WHAT THIS EXERCISE ASKS.
**A)** Please condense the paragraph of the fishing thread that begins "I am new to the area as well" into a short bulleted list that keeps its main facts.
**B)** Quote the part of the fishing thread that opens with the words containing "## richg99 (Nov" and closes with "water, feeding fish.", changing "tidal flow" to "current".
**C)** In the fishing thread, where does mrbacklash plan to fish once it reopens after duck hunting?
=== EXTRACT TO READ ===
# Anyone fish SW LA?



## Smackdaddy53 (Dec 31, 2012)

I think you have to live there all your life before you can ask for spots in LA...


----------



## richg99 (Nov 28, 2009)

I don't know the area, but tidal flow seems to be the single most important factor in Salt Water fishing.
Moving water, feeding fish.


----------



## Jdawson4 (Apr 22, 2018)

Smackdaddy53 said:


> I think you have to live there all your life before you can ask for spots in LA...


Haha yeah I'd imagine that's true, I'm just looking for general tips I can use across the state


----------



## mrbacklash (Nov 1, 2008)

I am new to the area as well living over in the Orange area, I have been fishing a lot of marsh using mainly google earth. The ponds you see with the darker water tend to be more clear than the others you see on the map. Also like others have said fishing on an outgoing tide along the marsh drains is pretty good as well. I will be fishing Sabine NWR when it opens back up from duck hunting.


----------



## WillW (Dec 6, 2012)

mrbacklash said:


> I am new to the area as well living over in the Orange area, I have been fishing a lot of marsh using mainly google earth. The ponds you see with the darker water tend to be more clear than the others you see on the map. Also like others have said fishing on an outgoing tide along the marsh drains is pretty good as well. I will be fishing Sabine NWR when it opens back up from duck hunting.


What boat are you running?


----------



## mrbacklash (Nov 1, 2008)

2019 Ankona Cayenne 60 Etec


----------
=== DATA RECORDS ===
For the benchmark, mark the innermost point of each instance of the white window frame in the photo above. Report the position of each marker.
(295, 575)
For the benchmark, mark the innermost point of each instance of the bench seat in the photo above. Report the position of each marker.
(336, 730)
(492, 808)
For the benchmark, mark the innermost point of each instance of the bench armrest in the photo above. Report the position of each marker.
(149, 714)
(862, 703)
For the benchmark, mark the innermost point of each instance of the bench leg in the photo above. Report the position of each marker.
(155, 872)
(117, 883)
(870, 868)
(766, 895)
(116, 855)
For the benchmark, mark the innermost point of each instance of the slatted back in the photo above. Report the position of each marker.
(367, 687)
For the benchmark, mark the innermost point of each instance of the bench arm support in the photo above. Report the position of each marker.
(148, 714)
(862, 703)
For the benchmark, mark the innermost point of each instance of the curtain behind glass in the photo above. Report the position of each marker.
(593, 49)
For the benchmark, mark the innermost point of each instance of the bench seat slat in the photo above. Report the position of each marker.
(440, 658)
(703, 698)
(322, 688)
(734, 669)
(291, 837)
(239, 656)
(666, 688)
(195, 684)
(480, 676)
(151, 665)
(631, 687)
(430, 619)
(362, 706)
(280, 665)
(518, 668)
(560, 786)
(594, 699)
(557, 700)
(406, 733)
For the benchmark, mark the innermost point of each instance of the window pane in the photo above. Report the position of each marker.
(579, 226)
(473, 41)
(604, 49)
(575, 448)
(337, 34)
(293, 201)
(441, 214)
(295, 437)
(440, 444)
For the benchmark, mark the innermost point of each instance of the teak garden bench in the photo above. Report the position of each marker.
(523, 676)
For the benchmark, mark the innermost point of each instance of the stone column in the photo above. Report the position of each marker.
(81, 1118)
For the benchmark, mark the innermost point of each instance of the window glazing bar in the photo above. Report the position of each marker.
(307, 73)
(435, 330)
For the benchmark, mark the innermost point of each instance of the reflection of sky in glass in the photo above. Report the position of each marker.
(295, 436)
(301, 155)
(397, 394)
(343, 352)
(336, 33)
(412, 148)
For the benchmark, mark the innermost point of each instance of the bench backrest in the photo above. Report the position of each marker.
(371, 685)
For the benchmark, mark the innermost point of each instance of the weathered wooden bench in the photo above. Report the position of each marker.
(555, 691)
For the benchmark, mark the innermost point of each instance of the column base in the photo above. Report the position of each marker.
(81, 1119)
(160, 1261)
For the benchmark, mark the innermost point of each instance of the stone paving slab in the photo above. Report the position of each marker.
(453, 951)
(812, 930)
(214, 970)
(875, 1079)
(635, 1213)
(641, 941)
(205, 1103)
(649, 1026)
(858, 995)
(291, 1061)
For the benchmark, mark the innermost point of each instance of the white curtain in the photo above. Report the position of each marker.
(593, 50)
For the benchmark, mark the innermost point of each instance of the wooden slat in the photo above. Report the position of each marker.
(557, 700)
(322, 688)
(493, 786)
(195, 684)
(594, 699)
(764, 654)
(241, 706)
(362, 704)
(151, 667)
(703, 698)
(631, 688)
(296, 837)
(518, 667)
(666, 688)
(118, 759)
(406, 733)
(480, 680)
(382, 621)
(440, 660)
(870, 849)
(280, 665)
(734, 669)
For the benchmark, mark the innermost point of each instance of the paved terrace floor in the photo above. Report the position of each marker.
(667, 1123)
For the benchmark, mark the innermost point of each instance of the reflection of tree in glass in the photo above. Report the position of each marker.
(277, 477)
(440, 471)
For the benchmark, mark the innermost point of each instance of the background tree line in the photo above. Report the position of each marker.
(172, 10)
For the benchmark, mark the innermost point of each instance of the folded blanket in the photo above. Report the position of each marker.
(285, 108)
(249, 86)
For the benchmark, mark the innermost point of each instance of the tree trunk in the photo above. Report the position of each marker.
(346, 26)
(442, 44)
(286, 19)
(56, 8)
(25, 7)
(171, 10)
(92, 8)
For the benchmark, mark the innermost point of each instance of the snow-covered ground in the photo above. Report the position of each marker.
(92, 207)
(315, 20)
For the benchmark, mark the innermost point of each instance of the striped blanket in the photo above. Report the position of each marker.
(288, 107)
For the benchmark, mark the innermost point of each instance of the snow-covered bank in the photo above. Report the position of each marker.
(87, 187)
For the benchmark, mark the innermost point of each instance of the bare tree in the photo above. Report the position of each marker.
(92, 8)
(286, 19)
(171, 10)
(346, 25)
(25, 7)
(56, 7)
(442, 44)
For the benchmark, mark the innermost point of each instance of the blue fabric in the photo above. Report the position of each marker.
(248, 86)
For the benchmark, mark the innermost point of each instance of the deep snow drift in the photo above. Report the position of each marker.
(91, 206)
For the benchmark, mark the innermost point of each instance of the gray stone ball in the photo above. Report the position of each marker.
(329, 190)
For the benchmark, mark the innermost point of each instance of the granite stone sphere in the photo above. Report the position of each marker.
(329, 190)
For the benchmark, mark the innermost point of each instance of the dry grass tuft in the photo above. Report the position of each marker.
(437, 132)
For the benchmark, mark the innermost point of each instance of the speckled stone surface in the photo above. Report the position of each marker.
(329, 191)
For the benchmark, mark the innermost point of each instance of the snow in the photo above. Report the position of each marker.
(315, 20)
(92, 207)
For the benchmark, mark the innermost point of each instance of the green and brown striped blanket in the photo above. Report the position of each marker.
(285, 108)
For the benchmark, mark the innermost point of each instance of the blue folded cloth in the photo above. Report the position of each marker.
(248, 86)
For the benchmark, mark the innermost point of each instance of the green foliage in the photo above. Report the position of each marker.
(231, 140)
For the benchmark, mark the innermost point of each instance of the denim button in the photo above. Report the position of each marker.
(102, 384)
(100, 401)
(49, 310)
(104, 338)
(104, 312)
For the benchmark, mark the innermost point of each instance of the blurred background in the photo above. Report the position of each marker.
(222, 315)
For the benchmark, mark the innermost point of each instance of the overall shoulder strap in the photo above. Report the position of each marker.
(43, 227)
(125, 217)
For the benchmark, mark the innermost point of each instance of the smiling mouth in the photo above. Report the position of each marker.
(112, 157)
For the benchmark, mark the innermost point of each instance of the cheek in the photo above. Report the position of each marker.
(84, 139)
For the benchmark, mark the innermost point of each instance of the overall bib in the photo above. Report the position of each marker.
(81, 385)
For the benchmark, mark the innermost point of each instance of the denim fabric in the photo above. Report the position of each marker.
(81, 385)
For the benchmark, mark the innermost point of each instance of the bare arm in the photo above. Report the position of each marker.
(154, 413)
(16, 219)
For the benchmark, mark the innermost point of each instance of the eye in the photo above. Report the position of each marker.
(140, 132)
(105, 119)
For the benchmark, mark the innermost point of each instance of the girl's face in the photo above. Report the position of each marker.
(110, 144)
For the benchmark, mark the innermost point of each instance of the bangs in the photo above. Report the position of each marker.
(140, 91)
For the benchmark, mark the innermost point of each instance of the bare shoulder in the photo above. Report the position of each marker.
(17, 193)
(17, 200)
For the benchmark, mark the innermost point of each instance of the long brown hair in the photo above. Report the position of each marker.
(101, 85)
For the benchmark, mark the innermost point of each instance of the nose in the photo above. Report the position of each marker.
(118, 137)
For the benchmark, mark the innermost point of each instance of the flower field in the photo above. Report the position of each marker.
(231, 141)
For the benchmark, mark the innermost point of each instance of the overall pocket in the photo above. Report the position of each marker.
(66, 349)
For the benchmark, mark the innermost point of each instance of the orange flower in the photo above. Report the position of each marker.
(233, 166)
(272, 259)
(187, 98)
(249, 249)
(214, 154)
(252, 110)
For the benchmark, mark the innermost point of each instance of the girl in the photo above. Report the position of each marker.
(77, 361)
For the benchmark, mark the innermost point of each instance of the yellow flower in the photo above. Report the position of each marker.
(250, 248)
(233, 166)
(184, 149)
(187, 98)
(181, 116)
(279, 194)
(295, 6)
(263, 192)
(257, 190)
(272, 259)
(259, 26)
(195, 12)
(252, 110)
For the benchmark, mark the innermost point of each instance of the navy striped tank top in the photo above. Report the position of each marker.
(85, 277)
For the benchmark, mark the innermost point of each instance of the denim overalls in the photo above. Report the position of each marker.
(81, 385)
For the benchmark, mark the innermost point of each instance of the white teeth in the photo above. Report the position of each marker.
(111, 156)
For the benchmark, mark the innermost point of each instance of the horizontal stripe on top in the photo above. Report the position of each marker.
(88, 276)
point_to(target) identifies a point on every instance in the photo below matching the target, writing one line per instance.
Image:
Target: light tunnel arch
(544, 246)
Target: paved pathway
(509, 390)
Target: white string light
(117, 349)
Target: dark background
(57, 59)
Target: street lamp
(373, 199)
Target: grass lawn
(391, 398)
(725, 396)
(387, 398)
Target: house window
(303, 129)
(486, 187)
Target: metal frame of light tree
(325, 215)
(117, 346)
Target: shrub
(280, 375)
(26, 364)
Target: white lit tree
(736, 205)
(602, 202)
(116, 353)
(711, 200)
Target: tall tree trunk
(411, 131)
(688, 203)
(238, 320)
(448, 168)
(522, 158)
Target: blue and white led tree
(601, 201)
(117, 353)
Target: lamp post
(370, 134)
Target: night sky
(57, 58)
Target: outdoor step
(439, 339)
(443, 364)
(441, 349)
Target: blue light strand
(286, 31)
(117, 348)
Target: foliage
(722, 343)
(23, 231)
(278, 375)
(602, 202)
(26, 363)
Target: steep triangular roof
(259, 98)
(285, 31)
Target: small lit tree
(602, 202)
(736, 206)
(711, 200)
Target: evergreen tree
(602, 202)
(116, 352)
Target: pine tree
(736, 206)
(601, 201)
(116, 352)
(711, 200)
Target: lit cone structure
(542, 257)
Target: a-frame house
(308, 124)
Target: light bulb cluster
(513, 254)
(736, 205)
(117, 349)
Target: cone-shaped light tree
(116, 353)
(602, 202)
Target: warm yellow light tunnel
===
OUTPUTS IN ORDER.
**A)**
- New to the area, living near Orange
- Has fished a lot of marsh, mainly by scouting on Google Earth
- Ponds that look darker on the map tend to have clearer water
- Fishing an outgoing tide along the marsh drains is good
- Plans to fish Sabine NWR once it reopens after duck hunting

**B)**
## richg99 (Nov 28, 2009)

I don't know the area, but current seems to be the single most important factor in Salt Water fishing.
Moving water, feeding fish.

**C)** Sabine NWR.